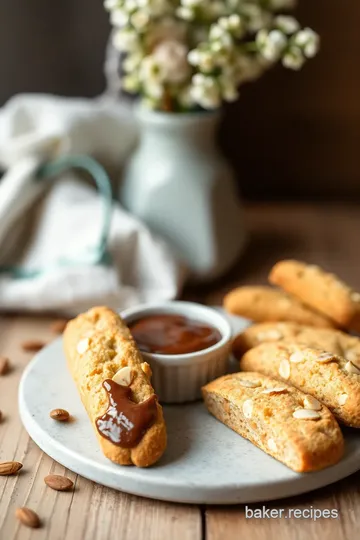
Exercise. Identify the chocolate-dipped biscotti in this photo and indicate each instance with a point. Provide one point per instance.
(280, 419)
(115, 388)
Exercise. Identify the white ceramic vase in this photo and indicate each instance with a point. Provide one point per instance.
(178, 183)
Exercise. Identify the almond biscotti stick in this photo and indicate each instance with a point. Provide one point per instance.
(329, 339)
(285, 423)
(114, 385)
(262, 304)
(320, 290)
(329, 378)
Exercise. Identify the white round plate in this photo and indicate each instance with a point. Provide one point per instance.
(205, 462)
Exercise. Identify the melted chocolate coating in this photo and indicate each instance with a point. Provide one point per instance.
(125, 422)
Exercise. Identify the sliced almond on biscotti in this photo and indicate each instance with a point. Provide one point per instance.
(277, 422)
(323, 375)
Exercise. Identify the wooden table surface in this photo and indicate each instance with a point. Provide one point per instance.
(318, 233)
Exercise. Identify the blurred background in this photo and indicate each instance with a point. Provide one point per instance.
(290, 136)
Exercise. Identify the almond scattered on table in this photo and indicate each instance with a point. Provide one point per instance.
(60, 414)
(58, 482)
(58, 326)
(9, 467)
(32, 345)
(28, 517)
(4, 365)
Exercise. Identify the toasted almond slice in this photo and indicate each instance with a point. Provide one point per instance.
(248, 408)
(272, 445)
(146, 369)
(325, 358)
(297, 357)
(28, 517)
(351, 368)
(275, 390)
(83, 345)
(58, 482)
(58, 326)
(124, 376)
(269, 335)
(60, 414)
(32, 345)
(342, 399)
(284, 369)
(306, 414)
(312, 403)
(9, 467)
(249, 384)
(352, 355)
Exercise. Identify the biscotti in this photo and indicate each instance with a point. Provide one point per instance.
(329, 339)
(329, 378)
(281, 420)
(320, 290)
(114, 385)
(261, 304)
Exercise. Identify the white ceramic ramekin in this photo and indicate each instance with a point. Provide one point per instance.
(178, 378)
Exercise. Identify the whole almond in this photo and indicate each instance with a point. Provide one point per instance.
(4, 365)
(9, 467)
(28, 517)
(58, 482)
(58, 326)
(32, 345)
(60, 414)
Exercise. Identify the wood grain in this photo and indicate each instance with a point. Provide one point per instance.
(90, 511)
(323, 234)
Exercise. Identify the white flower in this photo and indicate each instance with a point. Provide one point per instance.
(140, 19)
(288, 25)
(206, 91)
(111, 4)
(220, 37)
(234, 22)
(271, 44)
(309, 41)
(191, 3)
(171, 57)
(293, 59)
(258, 18)
(125, 40)
(228, 88)
(130, 83)
(130, 5)
(132, 62)
(185, 13)
(204, 59)
(119, 17)
(165, 29)
(282, 4)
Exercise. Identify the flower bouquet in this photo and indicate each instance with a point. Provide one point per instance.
(186, 55)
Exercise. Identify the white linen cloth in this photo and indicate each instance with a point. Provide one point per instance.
(43, 223)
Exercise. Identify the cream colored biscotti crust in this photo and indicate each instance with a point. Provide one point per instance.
(278, 418)
(329, 339)
(97, 344)
(331, 379)
(261, 304)
(320, 290)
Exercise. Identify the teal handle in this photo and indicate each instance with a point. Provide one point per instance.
(48, 172)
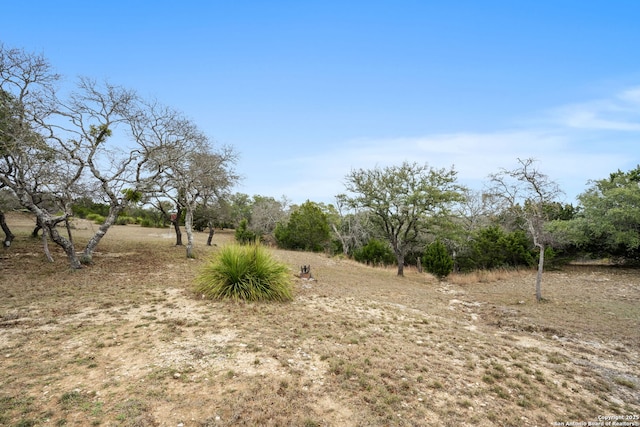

++++++++++++++++++++

**Assignment:**
Reproduce each entry precisely, dropping only the pictures.

**Answer space:**
Exercise. Identify the chocolate-dipped biscotti in this photo and indicate each instance with a point. Provide one point per instance.
(280, 419)
(115, 388)
Exercise. Identify the white ceramic vase in this photo and indicate each instance with a point. Provide one point per instance.
(178, 183)
Exercise. Identify the almond biscotti stick in this photo and indicate each instance with a point. Provide one point per instance.
(329, 339)
(285, 423)
(114, 385)
(262, 304)
(320, 290)
(329, 378)
Exercise. Identify the white round plate in this photo and indicate each instance with a point. Provide one point per instance.
(205, 462)
Exercise. Identify the melted chocolate coating in this photo and indicate each instance with a point. Provide one point per instance.
(125, 422)
Exercise. Identify the sliced almond on biscotti in this photo and indicate each instance with a point. Provide one point per instance.
(277, 422)
(323, 375)
Exercise. Identify the wooden table surface in this photo and indicate each instance with a point. Provide one point per instance.
(318, 233)
Exercise. Identify the blurred background in this photo and indicate each instance with a point. Provide one point per instance.
(290, 136)
Exercise. Identify the almond scattered on table in this photo and indicate each instance with a point. Provide one point per instance.
(60, 414)
(58, 482)
(58, 326)
(9, 467)
(32, 345)
(28, 517)
(4, 365)
Exercise. Identify the toasted almond slice in this photo and indicate each instance with a point. Provide one point per instance.
(248, 408)
(272, 445)
(146, 369)
(325, 358)
(297, 357)
(28, 517)
(351, 368)
(275, 390)
(83, 345)
(58, 482)
(58, 326)
(124, 376)
(269, 335)
(60, 414)
(32, 345)
(342, 399)
(284, 369)
(306, 414)
(312, 403)
(9, 467)
(249, 384)
(352, 355)
Exercise. Identify the biscotti in this photo and indicate each instance with a point. Provide one point per instance.
(329, 339)
(329, 378)
(281, 420)
(320, 290)
(114, 385)
(261, 304)
Exercise. Identify the white ceramic ramekin in this photo and indicate each instance with a point. Provide one point per instance.
(178, 378)
Exercise. Identify the whole almond in this photo and indicate each instance with a point. Provide one point per instance.
(4, 365)
(9, 467)
(28, 517)
(58, 482)
(58, 326)
(32, 345)
(60, 414)
Exercise. Identify the wood grain in this photo and indicate each instance with a point. Provide one point per instance.
(90, 511)
(323, 234)
Exercise. Identify the white flower in this photo and indicate each instance with a point. Provide one point per instance.
(140, 19)
(288, 25)
(206, 91)
(111, 4)
(220, 37)
(234, 22)
(271, 44)
(309, 41)
(191, 3)
(171, 57)
(293, 59)
(258, 18)
(125, 40)
(228, 88)
(130, 83)
(130, 5)
(132, 62)
(185, 13)
(204, 59)
(119, 17)
(165, 29)
(282, 4)
Exercise. Identify the flower bouquet in this photo and indicate each instance with a point. Provide one point per instance.
(186, 55)
Exercise. Identify the white linen cloth in this photo and indicate each instance with a point. Provide one point per instance.
(43, 223)
Exercise. Identify the cream colored biscotti crust in this photo and indicate each instance with a point. Provide one point per instance.
(278, 418)
(329, 339)
(97, 344)
(331, 379)
(261, 304)
(320, 290)
Exercise. Identify the teal handle in this photo and indicate each instance with a point. Provide one point per instance.
(48, 172)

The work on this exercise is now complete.